Every line below is to be quoted exactly, with nothing added or dropped.

**Dataset records about object locations:**
## START

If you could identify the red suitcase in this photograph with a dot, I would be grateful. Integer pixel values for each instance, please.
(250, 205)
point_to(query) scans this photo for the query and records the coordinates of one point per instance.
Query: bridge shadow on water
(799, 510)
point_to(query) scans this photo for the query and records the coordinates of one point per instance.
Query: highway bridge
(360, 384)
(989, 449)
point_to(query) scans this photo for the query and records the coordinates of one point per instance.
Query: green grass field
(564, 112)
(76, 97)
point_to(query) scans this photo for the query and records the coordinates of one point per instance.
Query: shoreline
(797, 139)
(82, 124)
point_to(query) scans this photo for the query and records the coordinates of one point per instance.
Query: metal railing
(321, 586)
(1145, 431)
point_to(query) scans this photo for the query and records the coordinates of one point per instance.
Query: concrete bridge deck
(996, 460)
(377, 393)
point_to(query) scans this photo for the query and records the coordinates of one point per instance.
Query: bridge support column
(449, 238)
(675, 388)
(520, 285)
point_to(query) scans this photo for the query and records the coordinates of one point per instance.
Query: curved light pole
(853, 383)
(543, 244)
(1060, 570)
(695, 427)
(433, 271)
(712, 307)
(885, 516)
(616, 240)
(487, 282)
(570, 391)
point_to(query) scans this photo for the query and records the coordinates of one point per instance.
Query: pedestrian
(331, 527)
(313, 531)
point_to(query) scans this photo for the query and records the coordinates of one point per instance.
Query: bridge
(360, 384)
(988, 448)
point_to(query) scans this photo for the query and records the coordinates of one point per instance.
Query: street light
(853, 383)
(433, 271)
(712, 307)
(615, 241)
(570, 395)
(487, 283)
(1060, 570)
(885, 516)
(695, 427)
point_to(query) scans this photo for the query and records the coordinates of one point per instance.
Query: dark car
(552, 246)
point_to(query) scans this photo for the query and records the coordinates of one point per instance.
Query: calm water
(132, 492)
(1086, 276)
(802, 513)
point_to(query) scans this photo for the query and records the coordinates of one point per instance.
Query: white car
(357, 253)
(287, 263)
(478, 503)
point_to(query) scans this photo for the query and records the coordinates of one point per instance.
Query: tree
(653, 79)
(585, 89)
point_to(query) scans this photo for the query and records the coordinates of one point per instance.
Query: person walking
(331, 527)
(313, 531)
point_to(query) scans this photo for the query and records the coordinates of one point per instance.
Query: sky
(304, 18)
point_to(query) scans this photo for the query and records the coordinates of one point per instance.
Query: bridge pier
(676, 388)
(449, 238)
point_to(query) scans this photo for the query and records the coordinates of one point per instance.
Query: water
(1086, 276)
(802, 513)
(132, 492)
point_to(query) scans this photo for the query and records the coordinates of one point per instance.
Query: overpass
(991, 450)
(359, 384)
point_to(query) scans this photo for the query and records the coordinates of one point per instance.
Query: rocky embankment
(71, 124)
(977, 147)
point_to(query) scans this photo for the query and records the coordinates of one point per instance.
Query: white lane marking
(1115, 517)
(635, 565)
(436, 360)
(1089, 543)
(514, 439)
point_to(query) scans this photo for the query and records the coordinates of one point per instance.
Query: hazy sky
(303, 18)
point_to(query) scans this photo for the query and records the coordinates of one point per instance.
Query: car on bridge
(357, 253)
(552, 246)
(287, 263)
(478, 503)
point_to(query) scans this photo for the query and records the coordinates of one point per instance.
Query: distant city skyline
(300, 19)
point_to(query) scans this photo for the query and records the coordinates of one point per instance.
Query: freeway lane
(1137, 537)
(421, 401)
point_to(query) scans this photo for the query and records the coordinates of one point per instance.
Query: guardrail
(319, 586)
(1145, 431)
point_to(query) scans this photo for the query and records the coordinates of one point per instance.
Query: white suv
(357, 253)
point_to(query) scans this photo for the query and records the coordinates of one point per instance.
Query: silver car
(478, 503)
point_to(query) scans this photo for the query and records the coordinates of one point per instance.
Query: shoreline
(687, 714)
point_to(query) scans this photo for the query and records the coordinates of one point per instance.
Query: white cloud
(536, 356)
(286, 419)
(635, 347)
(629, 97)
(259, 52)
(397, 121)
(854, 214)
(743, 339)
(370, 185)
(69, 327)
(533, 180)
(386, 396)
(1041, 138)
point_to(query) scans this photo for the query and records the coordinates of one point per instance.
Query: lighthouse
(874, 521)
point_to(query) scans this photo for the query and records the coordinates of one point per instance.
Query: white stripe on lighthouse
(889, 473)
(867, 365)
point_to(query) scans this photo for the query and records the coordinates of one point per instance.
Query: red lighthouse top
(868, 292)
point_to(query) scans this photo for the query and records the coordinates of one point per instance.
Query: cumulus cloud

## END

**Task answer:**
If you could identify the red suitcase in this photograph with a dot, I would be grateful. Integer pixel values for each instance, please.
(250, 205)
point_to(query) scans this photo for the query and records the coordinates of one point per instance.
Query: bridge shadow on water
(799, 510)
point_to(query) scans this photo for the query and records the coordinates of one point per instance.
Query: highway bridge
(360, 384)
(989, 449)
point_to(query) scans this photo for the query and records the coordinates of one point per instance.
Query: green grass field
(564, 112)
(76, 97)
point_to(query) scans this photo for the query and records the coordinates of one point per instance.
Query: shoreline
(797, 139)
(82, 124)
point_to(query) scans this photo for the query and records the coordinates of one point per instance.
Query: metal railing
(321, 586)
(1145, 431)
point_to(query) scans this photo for the query and records the coordinates of one point per instance.
Query: concrete bridge deck
(996, 460)
(377, 393)
point_to(query) scans this photo for the query and records the coordinates of one point per instance.
Query: bridge support column
(449, 238)
(675, 388)
(520, 285)
point_to(query) scans this photo for the query and records the coordinates of one point per instance.
Query: curved light pole
(853, 383)
(543, 244)
(1060, 570)
(695, 427)
(433, 271)
(712, 307)
(885, 516)
(616, 240)
(487, 282)
(570, 391)
point_to(query) scans this photo for the query and records the coordinates of one point per instance.
Query: pedestrian
(331, 527)
(313, 531)
point_to(query) scans this photo for the query and records the coordinates of one point per instance.
Query: bridge
(360, 384)
(988, 448)
point_to(query) scans this photo for the query and records the coordinates of one point per instance.
Query: street light
(853, 383)
(433, 271)
(712, 307)
(615, 241)
(570, 395)
(487, 283)
(1060, 570)
(885, 516)
(695, 427)
point_to(query) scans this photo for the query and records the coordinates of one point per instance.
Query: dark car
(552, 246)
point_to(query) scans this photo for the query and records the coordinates of one point per instance.
Query: calm water
(132, 492)
(1086, 276)
(802, 513)
point_to(query) scans this photo for the query and records the coordinates of one point per instance.
Query: white car
(357, 253)
(287, 263)
(478, 503)
point_to(query) scans this photo for the query and records the coordinates of one point per instance.
Query: tree
(653, 79)
(585, 89)
point_to(query) scans this photo for the query and records the coordinates of one point per instance.
Query: person walking
(331, 527)
(313, 531)
point_to(query) scans this photo for the query and records the coordinates of one point per instance.
Query: sky
(304, 18)
point_to(query) scans this photo for the query and records the coordinates of one point per instance.
Query: bridge pier
(676, 388)
(449, 238)
point_to(query) scans this photo for the query and records the coordinates of one point per instance.
Query: water
(1086, 276)
(802, 513)
(132, 492)
point_to(query) scans this photo for the query and records the coordinates of one point per instance.
Query: overpass
(991, 450)
(359, 384)
point_to(query) scans this photo for the query and records the coordinates of one point per instance.
Query: rocky embankment
(71, 124)
(977, 147)
point_to(query) scans this photo for the query and records the coordinates of one point per instance.
Query: white lane marking
(1115, 517)
(635, 565)
(436, 360)
(1089, 543)
(514, 439)
point_to(query) scans this photo for the query and records the coordinates of one point per instance.
Query: hazy sky
(303, 18)
point_to(query) scans this photo for the query and records the coordinates of one point per instance.
Query: car on bridge
(357, 253)
(552, 246)
(287, 263)
(478, 503)
point_to(query) scans this photo for the query and records the coordinates of one point per instance.
Query: distant city skyline
(300, 19)
point_to(query) scans this photo for the query and records the coordinates of one point per instance.
Query: freeway lane
(1137, 537)
(421, 401)
point_to(query) scans this photo for the query and records the coordinates of one point per instance.
Query: guardrail
(319, 586)
(1145, 431)
point_to(query) scans this photo for the query and records the coordinates of one point per instance.
Query: white suv
(357, 253)
point_to(query) scans this photo for the query and records the coordinates of one point per instance.
Query: silver car
(478, 503)
point_to(query) scans this photo for the query and records the coordinates of one point per instance.
Query: shoreline
(687, 714)
point_to(query) scans this photo for the query and records the coordinates of one point per instance.
Query: white cloud
(536, 356)
(286, 419)
(635, 347)
(629, 97)
(259, 52)
(397, 121)
(854, 214)
(743, 339)
(370, 185)
(69, 327)
(533, 180)
(386, 396)
(1041, 138)
point_to(query) scans this photo for the query and records the coordinates of one point per instance.
Query: lighthouse
(874, 521)
point_to(query) scans this photo for the query and records the coordinates of one point per instance.
Query: white stripe on lighthouse
(889, 473)
(867, 365)
point_to(query) scans this photo for the query and records the coordinates of one point per instance.
Query: red lighthouse top
(868, 292)
point_to(query) scans this photo for the query and records the coordinates of one point per instance.
Query: cumulus cloud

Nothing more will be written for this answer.